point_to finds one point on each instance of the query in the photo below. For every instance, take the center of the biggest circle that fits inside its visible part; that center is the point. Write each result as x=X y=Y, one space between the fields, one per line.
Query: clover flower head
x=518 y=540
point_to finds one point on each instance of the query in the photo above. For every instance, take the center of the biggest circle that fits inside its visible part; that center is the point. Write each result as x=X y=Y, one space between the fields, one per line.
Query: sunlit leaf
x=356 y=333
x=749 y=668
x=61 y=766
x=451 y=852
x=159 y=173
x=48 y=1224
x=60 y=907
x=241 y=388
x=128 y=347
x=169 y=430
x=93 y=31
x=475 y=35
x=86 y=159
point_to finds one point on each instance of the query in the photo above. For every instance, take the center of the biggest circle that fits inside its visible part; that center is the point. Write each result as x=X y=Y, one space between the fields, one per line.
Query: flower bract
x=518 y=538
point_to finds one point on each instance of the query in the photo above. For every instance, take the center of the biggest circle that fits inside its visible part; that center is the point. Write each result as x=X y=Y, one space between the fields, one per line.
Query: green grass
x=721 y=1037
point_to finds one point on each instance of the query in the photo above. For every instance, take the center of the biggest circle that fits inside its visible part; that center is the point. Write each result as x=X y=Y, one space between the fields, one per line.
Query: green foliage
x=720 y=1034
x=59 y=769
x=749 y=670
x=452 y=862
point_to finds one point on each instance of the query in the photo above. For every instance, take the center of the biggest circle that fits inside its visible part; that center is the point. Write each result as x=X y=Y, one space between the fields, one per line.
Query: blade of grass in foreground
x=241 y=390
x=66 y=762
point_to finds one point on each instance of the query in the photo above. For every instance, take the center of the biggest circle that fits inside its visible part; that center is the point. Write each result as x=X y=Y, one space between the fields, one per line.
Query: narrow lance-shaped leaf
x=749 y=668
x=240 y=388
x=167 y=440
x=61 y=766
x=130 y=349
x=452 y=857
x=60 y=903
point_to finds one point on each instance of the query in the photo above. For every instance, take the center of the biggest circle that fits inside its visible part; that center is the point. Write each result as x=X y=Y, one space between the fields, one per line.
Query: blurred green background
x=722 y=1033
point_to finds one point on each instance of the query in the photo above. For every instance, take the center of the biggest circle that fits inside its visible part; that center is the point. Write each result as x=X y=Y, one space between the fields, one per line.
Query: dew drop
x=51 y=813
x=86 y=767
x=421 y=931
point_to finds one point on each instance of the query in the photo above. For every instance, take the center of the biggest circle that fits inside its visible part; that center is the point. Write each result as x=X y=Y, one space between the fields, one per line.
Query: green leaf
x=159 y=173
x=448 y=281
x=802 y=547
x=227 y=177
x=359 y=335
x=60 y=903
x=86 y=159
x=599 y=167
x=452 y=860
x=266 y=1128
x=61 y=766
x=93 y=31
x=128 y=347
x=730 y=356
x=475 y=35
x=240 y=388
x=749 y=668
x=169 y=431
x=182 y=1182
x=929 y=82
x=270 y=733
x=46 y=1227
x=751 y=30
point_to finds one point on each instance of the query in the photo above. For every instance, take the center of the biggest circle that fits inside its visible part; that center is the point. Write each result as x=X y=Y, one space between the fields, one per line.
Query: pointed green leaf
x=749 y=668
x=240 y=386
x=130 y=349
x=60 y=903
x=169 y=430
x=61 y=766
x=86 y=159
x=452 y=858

GIVEN PROBLEM
Retype all of the data above exactly as it stands, line for line.

FINAL ANSWER
point_to finds one point on each instance of the query in the photo below. For every instance, take the center of the biggest circle that fits inside its visible part; that center is the point. Write each result as x=X y=Y, one space between the fields, one per line.
Query: clover flower head
x=518 y=540
point_to finds one point on each instance of the query in the photo above. For every instance, take the center of the biggest circle that fits inside its visible part; that center is the point. Write each result as x=X y=Y, one space between the fields, one per line.
Query: sunlit leaf
x=356 y=333
x=749 y=668
x=61 y=766
x=451 y=852
x=159 y=173
x=48 y=1224
x=60 y=907
x=241 y=388
x=128 y=347
x=169 y=430
x=93 y=31
x=475 y=35
x=86 y=159
point_to finds one point on each instance of the query in the photo above. For every instance, take the center of the biggest circle that fits inside its visible part; that center is the point. Write each result as x=X y=Y, one space between the fields, one per line.
Query: flower bract
x=518 y=538
point_to finds one point on each instance of the query in the photo above. For every instance, take the center of the biggest circle that fits inside its visible part; that center is the point. Write each result as x=X y=Y, one space between the fields, one per line.
Query: green grass
x=721 y=1037
point_to finds one point on each instance of the query in the photo above. For every instance, take the center of the biggest circle that fits inside its visible part; that center is the point. Write each result as x=X y=Y, one space between the fields, one per line.
Query: green foliage
x=720 y=1034
x=59 y=769
x=749 y=670
x=452 y=862
point_to finds one point on each instance of the query in the photo above. For every instance, take the center of the biggest circle that fits inside its visible part; that center is the point. Write each result as x=X y=Y, one space between the fields, one per line.
Query: blade of grass in foreground
x=241 y=390
x=66 y=762
point_to finds one point on each instance of the query in the photo above. For every instance, take the center of the biggest circle that fits inside its visible part; that center is the point. Write each result as x=X y=Y, one space between the fields, one per line.
Query: narrow lance-shaped leaf
x=749 y=668
x=240 y=388
x=167 y=440
x=61 y=766
x=130 y=349
x=452 y=857
x=60 y=903
point_to finds one point on each instance of the query in the photo above. For every instance, take the center of the biggest circle that fits inside its visible part; that center is the point. Write each result as x=X y=Y, one space between the fields, one per line.
Query: blurred green background
x=722 y=1033
point_to finds one point on each instance of the query in the photo above. For every instance, take the center of the biggest circle that fits inside its visible part; that center is the point. Write each result as x=X y=Y, one space between the fields, one per line.
Query: dew drop
x=51 y=813
x=86 y=767
x=421 y=931
point_to finds one point on each instance of the query in the photo above. For every instance, take the center of the biggest circle that fits inside its visible part; that center is the point. Write each result as x=X y=Y, one space between the fields, one per line.
Query: green leaf
x=159 y=173
x=448 y=281
x=802 y=547
x=227 y=177
x=359 y=335
x=60 y=903
x=86 y=159
x=599 y=167
x=452 y=860
x=266 y=1128
x=61 y=766
x=93 y=31
x=128 y=347
x=730 y=356
x=475 y=35
x=240 y=388
x=749 y=668
x=169 y=431
x=182 y=1182
x=929 y=82
x=270 y=733
x=46 y=1227
x=751 y=30
point_to finds one point on each instance of the query in the photo above. For every instance, take the center of the biggest circle that fits inside its visible part; that center is the point. Write each result as x=X y=Y, one space between the fields, one per line.
Query: pointed green leaf
x=749 y=668
x=240 y=386
x=130 y=349
x=60 y=903
x=169 y=430
x=61 y=766
x=86 y=159
x=452 y=858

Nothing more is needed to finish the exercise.